__STATED PROBLEM 1__: From the forum thread about the ibm_db memory leak, list every module that bchoudhary6415's script imports.
__STATED PROBLEM 2__: Extend the forum thread about the ibm_db memory leak from its last line, finishing the script it was showing.

__PASSAGE TO READ__:
With the ibm_db release 3.2.5, for every iteration (in my case there were 109 iterations) the screen output from the above script showed that memory usage jumped by at least 6 megabytes per each loop iteration, and it never reached steady state, so went from 45mb (startpoint) to 625mb (end point) approx, and to me this showed there was a leak, and that the leak size per iteration may be similar to the size of the return_value object in ibm_db_fetchmany(). So I suspected that the return_value object in ibm_db_fetchmany was not being freed.

Next my code change is different from yours, so I should explain that my intention is that after the return_value is successfully appended to the list then PyXDECREF(return_value) and continue the loop. My thinking is that the PyList_Append will increment the ref count for return_value (from 1 to 2) , so because return_value is not used anymore in fetchmany until next call to fetchmany, I want to decrement it to encourage its subsequent release at the next call to fetchmany.

After the code change, the output of the script above showed that the memory consumption reached steady state and never increased for the rest of the loop. So decrementing the reference count of return_value object had a marked effect, but whether this is the correct approach is a question for you to consider.

My code change in im_db_fetchmany and ibm_db_fetchall, differs from yours and is below:


           if (PyList_Append(result_list, return_value) == -1) {
                LogMsg(ERROR, "Failed to append row to result list", fileName);
                Py_XDECREF(result_list);
                return NULL;
            } else { Py_XDECREF(return_value); }

bchoudhary6415 · 2025-01-29T11:08:54Z

@imavo
Thank you for the clarifications.

I’m working in a Linux environment. I’ve now applied the correct code change, and after doing so, the output of the script showed that the memory consumption reached a steady state and didn’t increase during the remaining iterations of the loop.

However, when I apply the script below, the memory consumption does not stabilize. Instead, it continues to increase with each loop iteration.

Here’s the script:

import pandas as pd
import ibm_db
import resource
import ibm_db_dbi
from sqlalchemy import create_engine

def using(point=""):
    usage=resource.getrusage(resource.RUSAGE_SELF)

__DATA SECTION__:

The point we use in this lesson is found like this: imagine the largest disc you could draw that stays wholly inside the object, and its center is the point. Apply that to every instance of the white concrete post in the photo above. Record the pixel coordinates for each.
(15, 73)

__FINAL ANSWER 1__: pandas, ibm_db, resource, ibm_db_dbi, sqlalchemy

__FINAL ANSWER 2__:
    return '''%s: mem=%s mb
           '''%(point,  usage[2]/1024.0 )

ibm_db_conn = ibm_db.connect("connection_string","", "")

conn = ibm_db_dbi.Connection(ibm_db_conn)

query = "SELECT * FROM animals1"

print(using("before"))

loop_counter=0

chunksize = 10000  
for chunk in pd.read_sql(query, conn, chunksize=chunksize):
    loop_counter += 1
    print(chunk)  # Or do your processing here
    print(using("iteration_"+str(loop_counter)))

conn.close()

print("\nEnd of loop\n")
print(using("end"))

The above script internally uses the fetchmany method of the ibm_db_dbi module from the python-ibmdb library to retrieve the data in chunks.

Could you please let me know if I’m doing anything wrong or if there's a particular reason the memory usage keeps increasing in this case? I would appreciate any further guidance on this.

Thank you!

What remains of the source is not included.